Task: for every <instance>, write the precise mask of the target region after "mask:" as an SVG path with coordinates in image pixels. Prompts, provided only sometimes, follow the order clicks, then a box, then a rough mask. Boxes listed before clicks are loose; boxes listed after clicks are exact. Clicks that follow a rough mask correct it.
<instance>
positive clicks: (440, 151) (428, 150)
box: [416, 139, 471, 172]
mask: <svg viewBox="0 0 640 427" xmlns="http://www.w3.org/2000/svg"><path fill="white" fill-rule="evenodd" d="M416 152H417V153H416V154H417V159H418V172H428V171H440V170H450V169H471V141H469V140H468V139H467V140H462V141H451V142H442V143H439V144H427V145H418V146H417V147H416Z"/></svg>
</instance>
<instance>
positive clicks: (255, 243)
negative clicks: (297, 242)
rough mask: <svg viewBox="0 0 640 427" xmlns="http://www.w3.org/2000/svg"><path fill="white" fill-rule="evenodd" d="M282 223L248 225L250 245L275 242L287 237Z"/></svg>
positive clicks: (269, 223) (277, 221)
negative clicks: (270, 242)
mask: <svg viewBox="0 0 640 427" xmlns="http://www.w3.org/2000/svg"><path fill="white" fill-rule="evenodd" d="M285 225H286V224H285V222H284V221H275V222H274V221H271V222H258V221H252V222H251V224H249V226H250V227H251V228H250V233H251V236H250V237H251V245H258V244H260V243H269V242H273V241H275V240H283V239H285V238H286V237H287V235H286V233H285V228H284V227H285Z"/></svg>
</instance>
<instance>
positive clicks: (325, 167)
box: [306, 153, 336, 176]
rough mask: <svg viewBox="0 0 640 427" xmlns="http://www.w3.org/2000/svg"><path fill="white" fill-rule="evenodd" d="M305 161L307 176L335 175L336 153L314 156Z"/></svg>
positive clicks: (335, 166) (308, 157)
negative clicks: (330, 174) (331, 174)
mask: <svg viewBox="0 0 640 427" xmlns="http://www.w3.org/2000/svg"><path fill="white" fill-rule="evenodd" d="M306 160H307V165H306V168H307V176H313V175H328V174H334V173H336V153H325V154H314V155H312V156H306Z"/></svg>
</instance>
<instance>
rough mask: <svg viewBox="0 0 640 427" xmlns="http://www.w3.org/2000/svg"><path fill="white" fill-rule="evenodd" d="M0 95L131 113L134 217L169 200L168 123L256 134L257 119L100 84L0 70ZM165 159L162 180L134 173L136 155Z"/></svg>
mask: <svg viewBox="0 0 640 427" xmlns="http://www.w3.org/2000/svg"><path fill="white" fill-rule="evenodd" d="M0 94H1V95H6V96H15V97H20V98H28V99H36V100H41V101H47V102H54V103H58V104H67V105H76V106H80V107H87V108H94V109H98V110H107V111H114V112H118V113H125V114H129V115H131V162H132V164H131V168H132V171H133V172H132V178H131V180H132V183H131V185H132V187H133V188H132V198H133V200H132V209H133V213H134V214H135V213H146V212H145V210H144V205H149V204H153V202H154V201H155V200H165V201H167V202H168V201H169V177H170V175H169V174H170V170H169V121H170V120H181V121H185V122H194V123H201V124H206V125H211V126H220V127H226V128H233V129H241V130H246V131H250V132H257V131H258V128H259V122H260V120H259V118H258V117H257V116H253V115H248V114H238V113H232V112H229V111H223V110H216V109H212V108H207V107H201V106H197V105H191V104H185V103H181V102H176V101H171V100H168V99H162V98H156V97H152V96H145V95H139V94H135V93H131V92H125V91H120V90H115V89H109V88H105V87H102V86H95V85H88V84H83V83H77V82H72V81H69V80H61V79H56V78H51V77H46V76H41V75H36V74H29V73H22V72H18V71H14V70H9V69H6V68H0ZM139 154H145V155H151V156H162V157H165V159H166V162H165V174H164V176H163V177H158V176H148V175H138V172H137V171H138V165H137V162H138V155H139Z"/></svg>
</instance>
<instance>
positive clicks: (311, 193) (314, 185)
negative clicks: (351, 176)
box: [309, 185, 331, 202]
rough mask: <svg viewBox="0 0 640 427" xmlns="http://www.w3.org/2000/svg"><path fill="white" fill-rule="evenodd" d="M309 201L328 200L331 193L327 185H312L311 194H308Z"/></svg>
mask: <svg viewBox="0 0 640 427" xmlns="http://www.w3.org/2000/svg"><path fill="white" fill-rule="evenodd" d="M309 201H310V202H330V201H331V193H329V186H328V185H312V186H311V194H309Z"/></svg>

+--

*Directions*.
Can you lay out every line from the start of the items through the line containing "box: [416, 139, 471, 172]", inclusive, as a JSON list of strings, one string per line, leaving out blank lines?

*Written answer*.
[
  "Task: for every <instance>, write the precise mask of the target region after \"mask:\" as an SVG path with coordinates in image pixels. Prompts, provided only sometimes, follow the order clicks, then a box, then a rough mask. Boxes listed before clicks are loose; boxes listed after clicks are exact. Clicks that follow a rough mask correct it.",
  "<instance>",
  "positive clicks: (440, 151) (428, 150)",
  "box: [416, 139, 471, 172]"
]